**Available records**
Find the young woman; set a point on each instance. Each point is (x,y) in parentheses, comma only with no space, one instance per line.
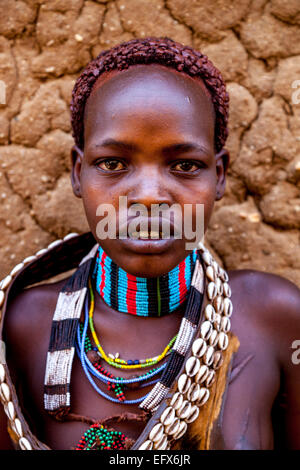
(134,351)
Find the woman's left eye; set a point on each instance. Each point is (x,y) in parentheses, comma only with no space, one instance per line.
(110,165)
(186,166)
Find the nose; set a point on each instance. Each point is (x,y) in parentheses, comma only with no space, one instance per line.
(149,186)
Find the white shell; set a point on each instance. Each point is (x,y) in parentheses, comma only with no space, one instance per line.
(70,235)
(227,289)
(29,259)
(176,402)
(184,383)
(6,281)
(202,374)
(25,444)
(184,410)
(41,252)
(213,339)
(147,445)
(2,297)
(10,410)
(181,431)
(173,428)
(194,413)
(162,443)
(156,432)
(210,273)
(199,347)
(208,356)
(209,313)
(206,330)
(168,415)
(2,373)
(192,366)
(193,392)
(16,269)
(18,427)
(211,290)
(4,392)
(204,396)
(218,360)
(223,341)
(207,257)
(54,244)
(210,378)
(228,307)
(225,324)
(217,322)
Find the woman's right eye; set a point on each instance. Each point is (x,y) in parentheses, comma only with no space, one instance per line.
(110,165)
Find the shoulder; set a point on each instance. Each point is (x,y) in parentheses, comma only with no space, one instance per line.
(271,302)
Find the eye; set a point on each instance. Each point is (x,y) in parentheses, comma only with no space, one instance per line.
(187,166)
(110,164)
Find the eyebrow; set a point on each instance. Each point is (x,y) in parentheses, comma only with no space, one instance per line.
(173,148)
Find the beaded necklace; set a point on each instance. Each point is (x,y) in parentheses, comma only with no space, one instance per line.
(143,296)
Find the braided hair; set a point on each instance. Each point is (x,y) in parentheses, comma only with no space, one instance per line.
(152,50)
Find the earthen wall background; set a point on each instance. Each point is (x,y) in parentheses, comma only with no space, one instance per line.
(255,43)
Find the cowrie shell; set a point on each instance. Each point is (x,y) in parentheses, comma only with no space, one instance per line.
(181,430)
(173,428)
(184,383)
(218,360)
(213,339)
(202,374)
(156,432)
(228,307)
(210,273)
(176,402)
(226,289)
(208,356)
(16,269)
(184,410)
(147,445)
(218,303)
(162,443)
(2,373)
(206,330)
(209,313)
(4,392)
(223,341)
(211,377)
(168,415)
(192,366)
(25,444)
(211,290)
(194,413)
(199,347)
(193,392)
(225,324)
(204,396)
(6,281)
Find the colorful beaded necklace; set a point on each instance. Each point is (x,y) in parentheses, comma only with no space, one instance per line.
(143,296)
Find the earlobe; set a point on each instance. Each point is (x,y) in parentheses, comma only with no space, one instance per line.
(76,161)
(222,164)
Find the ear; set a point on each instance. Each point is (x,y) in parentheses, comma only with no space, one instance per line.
(76,161)
(222,164)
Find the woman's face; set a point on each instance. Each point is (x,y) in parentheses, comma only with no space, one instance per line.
(149,136)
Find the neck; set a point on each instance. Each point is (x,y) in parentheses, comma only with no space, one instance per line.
(147,297)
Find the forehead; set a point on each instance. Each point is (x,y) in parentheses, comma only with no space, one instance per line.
(143,92)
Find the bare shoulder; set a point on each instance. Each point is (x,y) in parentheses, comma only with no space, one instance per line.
(273,304)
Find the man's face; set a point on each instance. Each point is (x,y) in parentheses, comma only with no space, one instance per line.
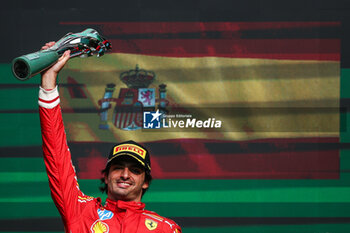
(126,179)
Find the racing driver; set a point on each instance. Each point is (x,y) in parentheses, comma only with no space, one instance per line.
(126,177)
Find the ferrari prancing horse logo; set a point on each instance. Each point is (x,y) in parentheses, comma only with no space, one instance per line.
(150,224)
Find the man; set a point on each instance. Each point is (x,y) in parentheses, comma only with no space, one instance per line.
(127,175)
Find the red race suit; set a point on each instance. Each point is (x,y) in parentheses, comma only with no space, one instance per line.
(81,213)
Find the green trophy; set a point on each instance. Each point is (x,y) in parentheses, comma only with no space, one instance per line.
(81,44)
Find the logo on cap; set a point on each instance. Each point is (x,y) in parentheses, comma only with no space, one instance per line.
(150,224)
(99,227)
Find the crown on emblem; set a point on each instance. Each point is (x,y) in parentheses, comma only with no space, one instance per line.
(137,78)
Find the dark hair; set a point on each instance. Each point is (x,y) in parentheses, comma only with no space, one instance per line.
(104,187)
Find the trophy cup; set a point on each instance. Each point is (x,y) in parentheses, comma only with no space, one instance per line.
(82,44)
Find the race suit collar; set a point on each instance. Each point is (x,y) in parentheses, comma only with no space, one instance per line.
(124,205)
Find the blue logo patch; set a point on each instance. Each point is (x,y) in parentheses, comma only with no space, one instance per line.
(151,120)
(104,214)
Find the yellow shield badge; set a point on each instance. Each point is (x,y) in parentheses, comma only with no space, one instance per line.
(150,224)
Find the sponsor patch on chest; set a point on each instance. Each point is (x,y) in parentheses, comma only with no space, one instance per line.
(150,224)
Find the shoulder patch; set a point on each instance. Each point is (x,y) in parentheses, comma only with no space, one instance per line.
(151,224)
(154,216)
(104,214)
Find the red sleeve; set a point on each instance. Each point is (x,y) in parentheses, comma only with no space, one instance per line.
(65,191)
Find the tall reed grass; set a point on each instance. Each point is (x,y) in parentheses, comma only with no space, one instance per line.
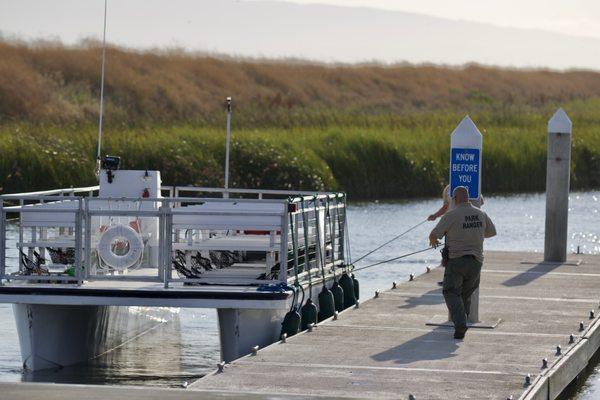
(376,132)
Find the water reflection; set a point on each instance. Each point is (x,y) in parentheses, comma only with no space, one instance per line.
(187,346)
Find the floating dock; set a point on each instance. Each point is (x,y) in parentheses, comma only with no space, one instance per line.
(386,349)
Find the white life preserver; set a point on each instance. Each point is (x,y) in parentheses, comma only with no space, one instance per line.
(122,233)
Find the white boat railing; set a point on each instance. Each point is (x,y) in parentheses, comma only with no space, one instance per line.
(297,237)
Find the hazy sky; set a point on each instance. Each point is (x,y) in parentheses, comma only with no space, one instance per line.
(309,29)
(572,17)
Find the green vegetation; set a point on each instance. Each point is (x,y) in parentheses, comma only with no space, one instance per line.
(376,132)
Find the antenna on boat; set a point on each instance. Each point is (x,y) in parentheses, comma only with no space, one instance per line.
(99,155)
(228,140)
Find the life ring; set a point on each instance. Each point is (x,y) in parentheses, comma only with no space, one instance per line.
(124,234)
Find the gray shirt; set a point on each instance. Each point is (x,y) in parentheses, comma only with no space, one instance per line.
(465,227)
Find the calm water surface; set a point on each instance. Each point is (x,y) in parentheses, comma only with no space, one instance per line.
(187,347)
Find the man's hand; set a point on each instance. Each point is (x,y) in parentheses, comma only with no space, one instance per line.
(433,241)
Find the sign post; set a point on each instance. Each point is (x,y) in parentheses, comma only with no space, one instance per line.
(557,187)
(466,143)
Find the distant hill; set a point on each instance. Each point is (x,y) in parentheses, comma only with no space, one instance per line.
(48,82)
(276,29)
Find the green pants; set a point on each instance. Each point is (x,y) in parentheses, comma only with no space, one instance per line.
(461,279)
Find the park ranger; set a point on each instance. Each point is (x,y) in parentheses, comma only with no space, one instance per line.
(465,228)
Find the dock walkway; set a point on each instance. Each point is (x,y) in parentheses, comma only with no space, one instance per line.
(384,349)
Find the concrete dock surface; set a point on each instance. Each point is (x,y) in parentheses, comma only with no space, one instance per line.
(385,349)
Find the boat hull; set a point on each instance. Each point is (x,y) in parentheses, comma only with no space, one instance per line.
(56,336)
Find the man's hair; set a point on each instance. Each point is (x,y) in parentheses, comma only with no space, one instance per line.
(461,193)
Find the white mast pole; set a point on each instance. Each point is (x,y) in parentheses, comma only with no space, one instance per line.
(98,155)
(227,145)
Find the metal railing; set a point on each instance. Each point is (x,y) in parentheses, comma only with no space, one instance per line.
(188,225)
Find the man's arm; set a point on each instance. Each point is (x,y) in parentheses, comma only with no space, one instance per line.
(490,228)
(438,213)
(439,231)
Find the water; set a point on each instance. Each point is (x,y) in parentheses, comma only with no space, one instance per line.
(187,347)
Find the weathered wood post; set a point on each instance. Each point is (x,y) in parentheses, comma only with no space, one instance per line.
(557,186)
(466,143)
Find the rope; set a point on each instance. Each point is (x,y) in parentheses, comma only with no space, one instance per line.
(341,244)
(317,223)
(328,218)
(295,250)
(306,247)
(391,240)
(347,232)
(394,259)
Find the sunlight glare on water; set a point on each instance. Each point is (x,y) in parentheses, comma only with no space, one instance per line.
(187,346)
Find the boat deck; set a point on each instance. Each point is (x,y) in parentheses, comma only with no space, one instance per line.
(152,292)
(385,349)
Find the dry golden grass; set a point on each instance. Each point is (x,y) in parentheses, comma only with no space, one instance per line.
(51,82)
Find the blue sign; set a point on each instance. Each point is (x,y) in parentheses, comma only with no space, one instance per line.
(465,169)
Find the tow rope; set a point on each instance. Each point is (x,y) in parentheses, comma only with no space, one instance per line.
(394,259)
(391,240)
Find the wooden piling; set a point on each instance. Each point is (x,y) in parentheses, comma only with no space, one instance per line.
(557,187)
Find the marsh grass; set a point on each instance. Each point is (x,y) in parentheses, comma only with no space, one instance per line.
(376,132)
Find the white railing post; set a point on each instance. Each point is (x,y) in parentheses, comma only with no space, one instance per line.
(557,187)
(168,245)
(78,242)
(87,265)
(2,242)
(283,249)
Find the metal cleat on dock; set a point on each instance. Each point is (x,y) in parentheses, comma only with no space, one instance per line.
(221,367)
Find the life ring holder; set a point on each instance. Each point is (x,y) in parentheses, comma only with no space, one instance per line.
(127,234)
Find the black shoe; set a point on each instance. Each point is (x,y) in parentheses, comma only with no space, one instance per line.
(459,333)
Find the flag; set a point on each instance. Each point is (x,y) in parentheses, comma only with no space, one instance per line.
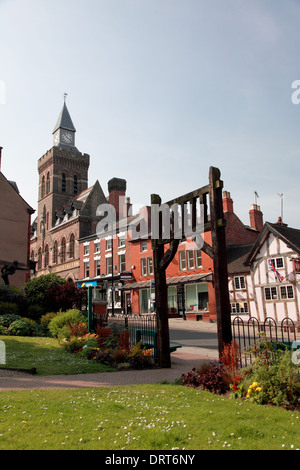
(277,275)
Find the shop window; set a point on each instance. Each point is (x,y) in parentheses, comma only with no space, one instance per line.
(239,282)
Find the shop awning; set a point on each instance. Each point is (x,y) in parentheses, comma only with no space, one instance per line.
(171,281)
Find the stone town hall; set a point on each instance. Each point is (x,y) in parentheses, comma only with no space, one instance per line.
(66,205)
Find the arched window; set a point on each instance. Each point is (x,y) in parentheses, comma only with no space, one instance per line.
(72,246)
(46,257)
(63,250)
(54,253)
(48,183)
(40,259)
(75,184)
(63,183)
(43,187)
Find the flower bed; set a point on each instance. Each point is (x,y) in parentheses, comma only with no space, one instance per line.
(109,345)
(270,380)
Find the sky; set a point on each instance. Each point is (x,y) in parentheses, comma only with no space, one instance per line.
(159,91)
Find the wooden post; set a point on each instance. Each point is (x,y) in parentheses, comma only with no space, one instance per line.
(219,259)
(161,300)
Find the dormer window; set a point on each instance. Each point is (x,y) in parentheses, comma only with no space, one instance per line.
(63,183)
(75,185)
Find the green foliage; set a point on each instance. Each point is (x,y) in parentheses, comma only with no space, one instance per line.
(6,320)
(36,289)
(58,326)
(8,308)
(13,295)
(35,312)
(20,328)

**What the exercise asks**
Only the lines from the one with "Find the shop window;" through the end of the data should be printed, each exactly as it appears.

**Solution to the problem**
Find the shop window; set a point on each instance. Each point is (x,y) in parentheses, comma only with no space, one instance per line.
(239,282)
Find the shop awning; set a point on each instance. Each point is (x,y) in parentheses, comma only with no space, one instance per line.
(171,281)
Find the stone town hall; set a point on each instance. Each point is (x,y) in parentheses, comma only with no space, one instance per line.
(66,205)
Find the arched window; set a point on each instance. Each point is (x,y) in parentheses, comma only with no space, one instance per line.
(72,246)
(46,257)
(63,250)
(54,253)
(48,183)
(40,259)
(75,184)
(63,183)
(43,187)
Find the flower bed; set a point on each instance. Each point is (x,y) in parentheses, comma only with no space, one instance per line.
(109,345)
(270,380)
Find the sky; set a point on each instance. Each point is (x,y) in parentheses, comma only with no space, one instance per line.
(159,91)
Find the wooden post; set a point on each instance. Each point is (x,y) in parentheses, comma only with no space, one instance per line.
(219,259)
(161,300)
Find the dormer window; set a point on each instance. Each point is (x,y) in parentheses, comma only with no space, one instance per line.
(63,183)
(75,185)
Find the green foliage; set a point on each instance. Each point is (x,y) in parentheses, comma only with no space, one instance per line.
(6,320)
(36,289)
(58,326)
(8,308)
(13,295)
(35,312)
(20,328)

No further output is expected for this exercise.